SCHRIFTELIJKE OPDRACHT 1 :: Wanneer heb je volgens de tekst over een aangepast domein voor Azure Blob Storage Azure CDN nodig?
SCHRIFTELIJKE OPDRACHT 2 :: Ga verder met de tekst over een aangepast domein voor Azure Blob Storage, te beginnen na de laatste zin.

PAGINAFRAGMENT ::

· · · · · · ·

Een aangepast domein toewijzen aan een Azure Blob Storage-eindpunt

U kunt een aangepast domein toewijzen aan een blobservice-eindpunt of een statisch website-eindpunt .

Notitie

Deze toewijzing werkt alleen voor subdomeinen (bijvoorbeeld: www.contoso.com). Als u wilt dat uw webeindpunt beschikbaar is in het hoofddomein (bijvoorbeeld: contoso.com), moet u Azure CDN gebruiken. Zie de sectie Een aangepast domein toewijzen met HTTPS ingeschakeld in dit artikel voor hulp. Omdat u naar die sectie van dit artikel gaat om het hoofddomein van uw aangepaste domein in te schakelen, is de stap in die sectie voor het inschakelen van HTTPS optioneel.

Een aangepast domein toewijzen met alleen HTTP ingeschakeld

Deze benadering is eenvoudiger, maar maakt alleen HTTP-toegang mogelijk. Als het opslagaccount is geconfigureerd om beveiligde overdracht via HTTPS te vereisen, moet u HTTPS-toegang voor uw aangepaste domein inschakelen.

· · · · · · ·

FRAGMENTEN UIT REGELS ::
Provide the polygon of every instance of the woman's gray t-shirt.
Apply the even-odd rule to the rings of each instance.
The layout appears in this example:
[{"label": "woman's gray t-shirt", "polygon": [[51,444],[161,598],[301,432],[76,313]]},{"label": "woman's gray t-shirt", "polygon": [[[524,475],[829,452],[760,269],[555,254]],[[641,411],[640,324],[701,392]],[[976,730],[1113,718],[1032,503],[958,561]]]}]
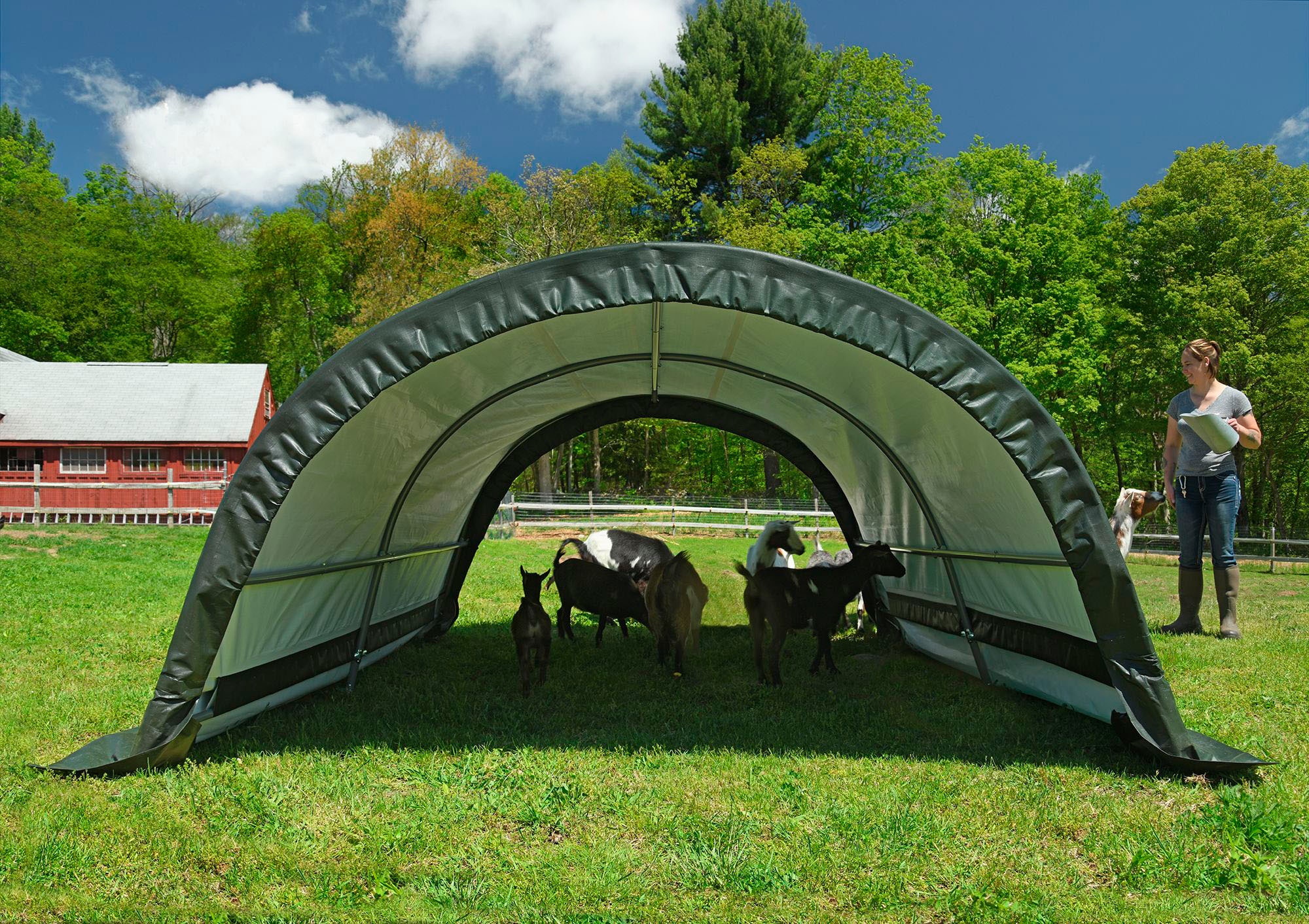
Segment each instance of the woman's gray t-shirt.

· · · · · · ·

SCHRIFTELIJK ANTWOORD 1 :: Als je wilt dat je webeindpunt bereikbaar is in het hoofddomein, bijvoorbeeld contoso.com.

SCHRIFTELIJK ANTWOORD 2 ::
Als u HTTPS-toegang wilt inschakelen, raadpleegt u de sectie Een aangepast domein toewijzen met HTTPS ingeschakeld in dit artikel.

Een aangepast domein toewijzen

Belangrijk

Uw aangepaste domein is kort niet beschikbaar voor gebruikers tijdens het voltooien van de configuratie. Als uw domein momenteel ondersteuning biedt voor een toepassing met een SERVICE Level Agreement (SLA) waarvoor geen downtime is vereist, volgt u de stappen in het gedeelte Een aangepast domein toewijzen zonder downtime in dit artikel om ervoor te zorgen dat gebruikers toegang hebben tot uw domein terwijl de DNS-toewijzing plaatsvindt.

Als u zich geen zorgen maakt dat het domein kort niet beschikbaar is voor uw gebruikers, volgt u deze stappen.

✔️ Stap 1: Haal de hostnaam van uw opslageindpunt op.

✔️ Stap 2: Maak een canonieke naamrecord (CNAME) bij uw domeinprovider.

✔️ Stap 3: Het aangepaste domein registreren bij Azure.

✔️ Stap 4: Test uw aangepaste domein.

Stap 1: de hostnaam van uw opslageindpunt ophalen

De hostnaam is de URL van het opslageindpunt zonder de protocol-id en de afsluitende slash.

  1. Ga in Azure Portal naar uw opslagaccount.

  2. Selecteer Eindpunten in het menuvenster onder Instellingen.

  3. Kopieer de waarde van het Blob-service-eindpunt of het eindpunt van de statische website naar een tekstbestand.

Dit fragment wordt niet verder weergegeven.